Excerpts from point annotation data

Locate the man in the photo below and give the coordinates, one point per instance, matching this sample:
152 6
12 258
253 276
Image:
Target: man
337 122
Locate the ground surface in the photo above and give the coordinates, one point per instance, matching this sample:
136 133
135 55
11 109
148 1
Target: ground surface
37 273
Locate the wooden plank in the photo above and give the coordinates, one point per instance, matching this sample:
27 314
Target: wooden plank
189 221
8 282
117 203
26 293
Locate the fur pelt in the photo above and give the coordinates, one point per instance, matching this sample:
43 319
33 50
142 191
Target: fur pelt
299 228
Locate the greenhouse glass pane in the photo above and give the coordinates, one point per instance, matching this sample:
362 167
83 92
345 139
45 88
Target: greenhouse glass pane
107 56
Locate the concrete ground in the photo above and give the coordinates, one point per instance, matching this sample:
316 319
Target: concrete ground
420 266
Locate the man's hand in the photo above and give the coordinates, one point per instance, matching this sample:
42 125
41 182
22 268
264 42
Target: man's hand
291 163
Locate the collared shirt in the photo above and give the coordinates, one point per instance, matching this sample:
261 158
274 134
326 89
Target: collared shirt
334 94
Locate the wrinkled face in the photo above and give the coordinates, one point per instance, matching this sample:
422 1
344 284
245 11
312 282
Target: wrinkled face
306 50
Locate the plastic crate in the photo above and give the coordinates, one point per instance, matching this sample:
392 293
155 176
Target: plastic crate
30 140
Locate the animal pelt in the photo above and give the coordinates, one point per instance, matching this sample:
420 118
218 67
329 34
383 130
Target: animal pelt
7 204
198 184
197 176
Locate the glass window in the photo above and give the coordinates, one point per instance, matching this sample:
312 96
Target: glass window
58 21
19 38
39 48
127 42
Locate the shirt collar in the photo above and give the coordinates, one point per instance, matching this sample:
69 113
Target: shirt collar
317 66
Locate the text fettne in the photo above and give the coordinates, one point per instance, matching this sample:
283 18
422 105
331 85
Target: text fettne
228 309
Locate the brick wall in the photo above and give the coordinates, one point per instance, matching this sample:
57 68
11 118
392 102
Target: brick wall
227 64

What needs to be done
Please express every line of the records above as a JSON list of strings, one string per line, leaving out any blank lines.

Expected answer
[
  "Locate the man in the photo below and give the coordinates, one point per instance, matching this sample:",
  "152 6",
  "12 258",
  "253 276",
  "Image:",
  "Target: man",
  "337 122",
  "Locate the ground surface in the photo above and give the coordinates, one point per instance, matching this sample:",
  "136 133",
  "135 55",
  "11 109",
  "148 1",
  "Target: ground surface",
  "37 273",
  "Locate the wooden plank in the photo above and give the coordinates, one point per instance, matching this sample:",
  "27 314",
  "Target: wooden plank",
  "189 221",
  "8 282",
  "117 203",
  "26 293",
  "Locate the fur pelt in the photo above and give the coordinates, one point per instance, matching this sample:",
  "43 319",
  "33 50",
  "142 191",
  "Target: fur pelt",
  "299 228",
  "Locate the greenhouse glass pane in the photo above and give the coordinates, one point per instance, matching this sample:",
  "362 167",
  "83 92",
  "345 139",
  "45 88",
  "Target: greenhouse glass pane",
  "107 56",
  "Locate the concrete ground in the photo above and give the coordinates, one point per instance, matching this sample:",
  "316 319",
  "Target: concrete ground",
  "420 266",
  "Locate the man's hand in the photo above and give the coordinates, one point per instance, matching this sample:",
  "42 125",
  "41 182",
  "22 268",
  "264 42",
  "Target: man's hand",
  "291 163",
  "Locate the collared shirt in the photo above and give the coordinates, one point per instance, matching this sample:",
  "261 158",
  "274 134",
  "326 89",
  "Target: collared shirt",
  "334 94",
  "Locate the wrinkled face in the photo above and give the coordinates, one point per instance, matching this sample:",
  "422 1",
  "344 284",
  "245 11",
  "312 282",
  "Target: wrinkled face",
  "306 50",
  "Locate the plastic crate in the photo above and give the coordinates, one point per instance, matching this sample:",
  "392 293",
  "155 176",
  "Target: plastic crate",
  "30 140",
  "Locate the animal pelt in the photo above and give the coordinates, one point per instance, matching this sample:",
  "420 118",
  "218 67",
  "329 34",
  "383 130",
  "Target: animal pelt",
  "7 204",
  "198 184",
  "197 176",
  "Locate the glass window in the photo above and give the coordinates, one point per instance, matching this sample:",
  "312 96",
  "Target: glass window",
  "58 21",
  "19 38",
  "39 48",
  "127 42",
  "Locate the shirt collar in the photo above and give the coordinates, one point per instance, matching this sample:",
  "69 113",
  "Target: shirt collar",
  "317 66",
  "Locate the text fettne in the photo above and give the coordinates, one point per instance, matching this sample:",
  "283 18",
  "422 105",
  "331 85",
  "Target: text fettne",
  "228 309",
  "Locate the brick wall in the photo above and give the coordinates, one point per instance, matching this sample:",
  "57 68",
  "11 118",
  "392 102",
  "Target: brick wall",
  "227 64"
]